The federal government has recently been operating these stations with only two-thirds of the nurses that are required, the response shows. Most federally operated nursing stations are located in Ontario and Manitoba.

Manto Sipi Cree Nation Chief Michael Yellowback, speaking at a press conference in Ottawa on Monday, said two members of his northern Manitoba community have died in the past nine months after seeking care from their nursing station: a 37-year-old mother of five and 48-year-old man, neither of whom he named. The two people did not receive adequate medical attention, he said.

“We’re living in third-world conditions,” said Mr. Yellowback, whose fly-in community is located about 600 kilometres north of Winnipeg, accessible either by winter road or by air. “How would you feel if you went to our community, went to our nursing station – only to be given Tylenol?”

Like other issues remote First Nations communities are dealing with, concerns over health care access are not new – nor are attempts to fix the problem. Last summer, Indigenous Services Canada boosted its efforts to recruit and retain nurses to work in remote communities. A few days later, Kashechewan First Nation, a fly-in community on the James Bay coast in Ontario, raised the alarm that its nursing station – which it said was typically staffed by nine nurses – had dwindled to just three.

Nursing shortages are far from limited to remote First Nations, however. Nurses across the country have been feeling the effects of burnout, inflated nurse-to-patient ratios, and escalating workloads, with many leaving or considering leaving the profession. And nursing shortages led to a series of emergency room shut-downs during the COVID-19 pandemic.

In communities served by a nursing station, it acts for most people as their gateway for accessing health care, including, typically, to speak with a doctor. And it’s where determinations are made over when – and whether – to medically evacuate a patient out to a hospital or health care facility, often hundreds of kilometres away.

And for many community members, making the choice, on one’s own, to travel south to seek care is often out of reach.

“Eighty per cent of our community members are on fixed income. They don’t have that luxury to get up on a plane and fly out,” Mr. Yellowback said, noting that a flight to Winnipeg costs around $1,000.

Manto Sipi’s nursing station is supposed to have three nurses, but they currently have two, Mr. Yellowback said. He said the nursing station was almost shut down a few weeks ago, because the only nurse present was set to fly out before another would arrive by air. A new nurse was, instead, driven in by winter road from a nearby community.

The community’s nurses are stressed by these conditions, he said, adding, “our community members are stressed, too.” As an added concern, he noted, a doctor is needed in Manto Sipi more than every two weeks – as is the current schedule.

According to Indigenous Services’ order paper response, the department requires 223 nurses to fully staff its nursing stations. In recent months, on average, these 223 positions were staffed by 71 publicly employed nurses. The remaining 152 roles were filled by 79 contracted agency nurses, with 43 nursing positions unstaffed, the department said.

Indigenous Services did not provide a response in time for publication.

Ms. Ashton, the MP who requested the figures, said at Monday’s press conference that remote, fly-in First Nations in northern Manitoba are facing a “humanitarian crisis” – and one that’s getting worse.

“We are talking about a lack of service and support in a way that it’s never been seen before,” she said. The MP also noted that health care providers are reporting burnout and are overwhelmed.

Late last month, Keewatin Tribal Council, which represents 11 northern Manitoba First Nations, declared a state of emergency over a lack of adequate services, including health care.

Asked about the short staffing, Keewatin Tribal Council Grand Chief Walter Wastesicoot said Monday that the possibility of legal action is being explored. He said that this was a “work in progress,” however, and did not offer further detail.

He added that Indigenous Services has reached out since the state of emergency was declared, but no substantial measures have been taken to address the crises.

**Dataset records:**

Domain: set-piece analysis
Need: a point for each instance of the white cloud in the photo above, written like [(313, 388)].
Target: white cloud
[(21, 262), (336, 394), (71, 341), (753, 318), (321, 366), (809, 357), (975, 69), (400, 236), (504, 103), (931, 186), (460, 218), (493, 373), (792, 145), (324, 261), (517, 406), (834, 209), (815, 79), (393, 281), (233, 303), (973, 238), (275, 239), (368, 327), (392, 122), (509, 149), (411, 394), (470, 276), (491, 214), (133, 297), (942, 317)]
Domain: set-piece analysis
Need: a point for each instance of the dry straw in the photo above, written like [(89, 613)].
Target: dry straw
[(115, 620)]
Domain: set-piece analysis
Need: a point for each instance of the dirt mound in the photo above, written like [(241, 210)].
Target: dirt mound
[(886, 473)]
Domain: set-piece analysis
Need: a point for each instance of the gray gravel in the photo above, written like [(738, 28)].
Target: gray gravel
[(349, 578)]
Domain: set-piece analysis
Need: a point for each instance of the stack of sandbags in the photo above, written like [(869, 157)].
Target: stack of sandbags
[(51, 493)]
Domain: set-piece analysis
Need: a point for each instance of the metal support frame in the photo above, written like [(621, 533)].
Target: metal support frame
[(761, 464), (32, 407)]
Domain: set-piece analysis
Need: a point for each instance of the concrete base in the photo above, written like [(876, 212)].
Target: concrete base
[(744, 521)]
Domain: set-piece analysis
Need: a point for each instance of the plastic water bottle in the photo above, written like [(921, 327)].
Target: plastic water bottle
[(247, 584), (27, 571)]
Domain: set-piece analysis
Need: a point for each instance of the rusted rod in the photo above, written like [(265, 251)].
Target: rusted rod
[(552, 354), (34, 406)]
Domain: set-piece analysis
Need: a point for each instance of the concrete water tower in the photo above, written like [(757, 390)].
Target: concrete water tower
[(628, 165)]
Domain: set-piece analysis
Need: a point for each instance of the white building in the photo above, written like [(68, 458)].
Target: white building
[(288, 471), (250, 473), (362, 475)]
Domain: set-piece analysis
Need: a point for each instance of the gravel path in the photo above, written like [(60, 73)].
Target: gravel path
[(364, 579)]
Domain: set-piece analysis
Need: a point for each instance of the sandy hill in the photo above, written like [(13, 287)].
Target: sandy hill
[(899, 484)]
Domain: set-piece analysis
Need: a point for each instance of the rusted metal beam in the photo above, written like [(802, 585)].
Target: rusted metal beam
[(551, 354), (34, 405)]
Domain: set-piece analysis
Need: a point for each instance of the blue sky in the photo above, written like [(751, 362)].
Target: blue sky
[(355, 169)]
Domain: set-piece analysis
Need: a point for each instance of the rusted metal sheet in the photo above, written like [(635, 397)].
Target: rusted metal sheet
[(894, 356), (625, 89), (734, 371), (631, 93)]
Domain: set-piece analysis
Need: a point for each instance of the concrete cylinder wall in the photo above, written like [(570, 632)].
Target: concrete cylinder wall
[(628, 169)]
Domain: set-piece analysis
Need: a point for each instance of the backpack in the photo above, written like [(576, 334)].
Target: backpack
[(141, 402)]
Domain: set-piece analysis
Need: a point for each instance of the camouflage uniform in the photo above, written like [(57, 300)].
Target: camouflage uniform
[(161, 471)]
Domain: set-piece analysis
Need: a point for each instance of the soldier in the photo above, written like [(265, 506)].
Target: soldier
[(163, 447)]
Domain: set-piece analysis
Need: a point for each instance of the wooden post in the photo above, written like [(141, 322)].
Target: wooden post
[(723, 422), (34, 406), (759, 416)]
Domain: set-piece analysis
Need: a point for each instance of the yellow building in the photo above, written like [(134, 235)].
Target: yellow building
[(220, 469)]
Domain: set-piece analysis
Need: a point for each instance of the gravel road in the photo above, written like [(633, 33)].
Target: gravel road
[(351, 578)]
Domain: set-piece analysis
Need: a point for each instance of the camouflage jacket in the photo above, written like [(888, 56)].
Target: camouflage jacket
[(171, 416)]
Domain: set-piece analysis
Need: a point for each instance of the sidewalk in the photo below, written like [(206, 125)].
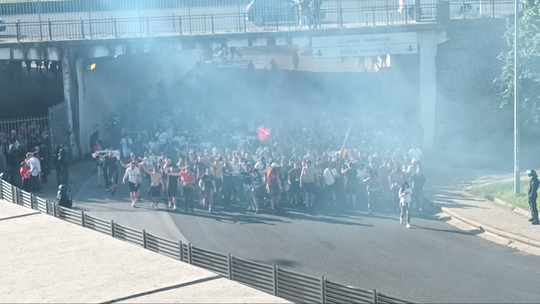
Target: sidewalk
[(49, 260), (449, 192)]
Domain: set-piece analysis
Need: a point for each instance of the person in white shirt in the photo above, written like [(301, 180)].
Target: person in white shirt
[(405, 197), (330, 175), (133, 175), (126, 143), (416, 154), (35, 169)]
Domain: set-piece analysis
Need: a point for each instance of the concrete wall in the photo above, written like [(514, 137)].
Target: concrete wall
[(468, 114), (115, 79)]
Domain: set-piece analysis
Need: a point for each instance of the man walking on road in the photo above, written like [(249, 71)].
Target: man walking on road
[(533, 195), (156, 179), (134, 176)]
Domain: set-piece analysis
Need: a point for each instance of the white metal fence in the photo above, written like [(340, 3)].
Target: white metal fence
[(272, 279)]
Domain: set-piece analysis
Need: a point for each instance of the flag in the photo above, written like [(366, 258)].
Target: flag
[(263, 134)]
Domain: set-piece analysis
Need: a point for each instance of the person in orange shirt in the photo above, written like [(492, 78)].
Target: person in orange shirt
[(26, 176)]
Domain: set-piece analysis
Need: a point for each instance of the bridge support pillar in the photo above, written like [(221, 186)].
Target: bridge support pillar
[(69, 77), (429, 41)]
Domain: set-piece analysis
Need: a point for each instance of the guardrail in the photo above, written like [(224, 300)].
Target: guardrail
[(272, 279), (112, 27)]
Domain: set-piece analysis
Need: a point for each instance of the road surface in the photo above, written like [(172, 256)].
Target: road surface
[(431, 262)]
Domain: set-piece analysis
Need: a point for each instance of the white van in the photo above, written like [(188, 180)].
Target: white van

**To do:**
1. Please decide whether each statement below agrees with the article on nursing shortages in First Nations communities, answering yes or no and quoting the words that decide it. (a) Manto Sipi's nursing station currently has three nurses. (b) A flight to Winnipeg costs around $1,000. (c) Keewatin Tribal Council represents 11 northern Manitoba First Nations.
2. Render this sentence from the nursing shortage article in Spanish: "Most federally operated nursing stations are located in Ontario and Manitoba."

**Per-task outputs:**
1.
(a) No: "Manto Sipi’s nursing station is supposed to have three nurses, but they currently have two"
(b) Yes: "noting that a flight to Winnipeg costs around $1,000"
(c) Yes: "Keewatin Tribal Council, which represents 11 northern Manitoba First Nations"

2. La mayoría de los puestos de enfermería operados por el gobierno federal se encuentran en Ontario y Manitoba.